### What the task requires
Among the entries below, how many lines contain the string "driver"? Only the number, please.

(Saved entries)
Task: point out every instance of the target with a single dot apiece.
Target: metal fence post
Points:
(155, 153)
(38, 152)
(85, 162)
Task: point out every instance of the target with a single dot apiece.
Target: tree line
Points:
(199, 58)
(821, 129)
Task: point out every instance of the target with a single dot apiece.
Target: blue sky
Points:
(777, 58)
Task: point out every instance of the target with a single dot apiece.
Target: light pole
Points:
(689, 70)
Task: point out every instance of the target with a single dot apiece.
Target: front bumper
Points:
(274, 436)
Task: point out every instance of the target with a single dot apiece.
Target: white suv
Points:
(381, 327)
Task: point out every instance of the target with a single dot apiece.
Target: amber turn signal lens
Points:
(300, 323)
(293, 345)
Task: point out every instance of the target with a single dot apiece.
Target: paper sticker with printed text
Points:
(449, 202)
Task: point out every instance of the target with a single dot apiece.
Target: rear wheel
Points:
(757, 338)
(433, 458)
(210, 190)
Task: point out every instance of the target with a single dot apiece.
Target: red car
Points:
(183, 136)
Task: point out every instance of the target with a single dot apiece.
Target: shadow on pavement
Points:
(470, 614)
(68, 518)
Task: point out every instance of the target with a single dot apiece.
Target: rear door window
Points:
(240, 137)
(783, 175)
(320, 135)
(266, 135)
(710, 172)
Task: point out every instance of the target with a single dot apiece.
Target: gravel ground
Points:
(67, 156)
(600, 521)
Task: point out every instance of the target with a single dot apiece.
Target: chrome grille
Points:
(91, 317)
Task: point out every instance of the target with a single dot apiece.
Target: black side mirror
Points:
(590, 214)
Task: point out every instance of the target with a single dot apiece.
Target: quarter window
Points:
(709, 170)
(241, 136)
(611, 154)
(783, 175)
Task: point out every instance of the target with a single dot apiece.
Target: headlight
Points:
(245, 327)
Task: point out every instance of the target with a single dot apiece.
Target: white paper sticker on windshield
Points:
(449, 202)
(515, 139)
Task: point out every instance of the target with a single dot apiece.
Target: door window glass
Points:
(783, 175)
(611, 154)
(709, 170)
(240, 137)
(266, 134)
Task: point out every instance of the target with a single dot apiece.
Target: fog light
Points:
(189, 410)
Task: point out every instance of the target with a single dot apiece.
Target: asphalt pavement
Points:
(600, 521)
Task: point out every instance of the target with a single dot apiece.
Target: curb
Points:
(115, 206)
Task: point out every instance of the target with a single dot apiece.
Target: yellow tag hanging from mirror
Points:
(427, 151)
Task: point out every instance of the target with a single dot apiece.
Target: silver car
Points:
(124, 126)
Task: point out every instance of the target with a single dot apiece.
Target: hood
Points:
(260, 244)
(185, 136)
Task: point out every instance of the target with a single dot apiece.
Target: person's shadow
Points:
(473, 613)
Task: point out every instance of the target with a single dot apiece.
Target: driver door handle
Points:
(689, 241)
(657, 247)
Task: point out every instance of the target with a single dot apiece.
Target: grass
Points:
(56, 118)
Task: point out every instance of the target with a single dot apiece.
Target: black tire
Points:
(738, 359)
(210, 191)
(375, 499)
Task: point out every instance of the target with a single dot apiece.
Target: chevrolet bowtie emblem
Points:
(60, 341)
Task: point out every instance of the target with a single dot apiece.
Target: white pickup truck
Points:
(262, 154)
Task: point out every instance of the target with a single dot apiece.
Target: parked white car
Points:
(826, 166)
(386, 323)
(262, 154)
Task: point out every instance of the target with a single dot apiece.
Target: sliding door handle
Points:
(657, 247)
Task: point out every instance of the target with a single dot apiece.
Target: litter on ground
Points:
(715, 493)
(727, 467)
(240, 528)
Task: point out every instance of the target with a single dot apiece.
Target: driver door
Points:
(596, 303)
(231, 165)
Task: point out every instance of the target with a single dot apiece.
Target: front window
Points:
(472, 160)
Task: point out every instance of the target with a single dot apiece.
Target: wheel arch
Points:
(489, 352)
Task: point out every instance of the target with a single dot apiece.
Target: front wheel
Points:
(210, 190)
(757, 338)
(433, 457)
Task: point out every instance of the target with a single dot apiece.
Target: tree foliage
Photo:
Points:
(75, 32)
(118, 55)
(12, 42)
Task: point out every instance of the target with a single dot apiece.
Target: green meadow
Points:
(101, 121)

### Output for this task
2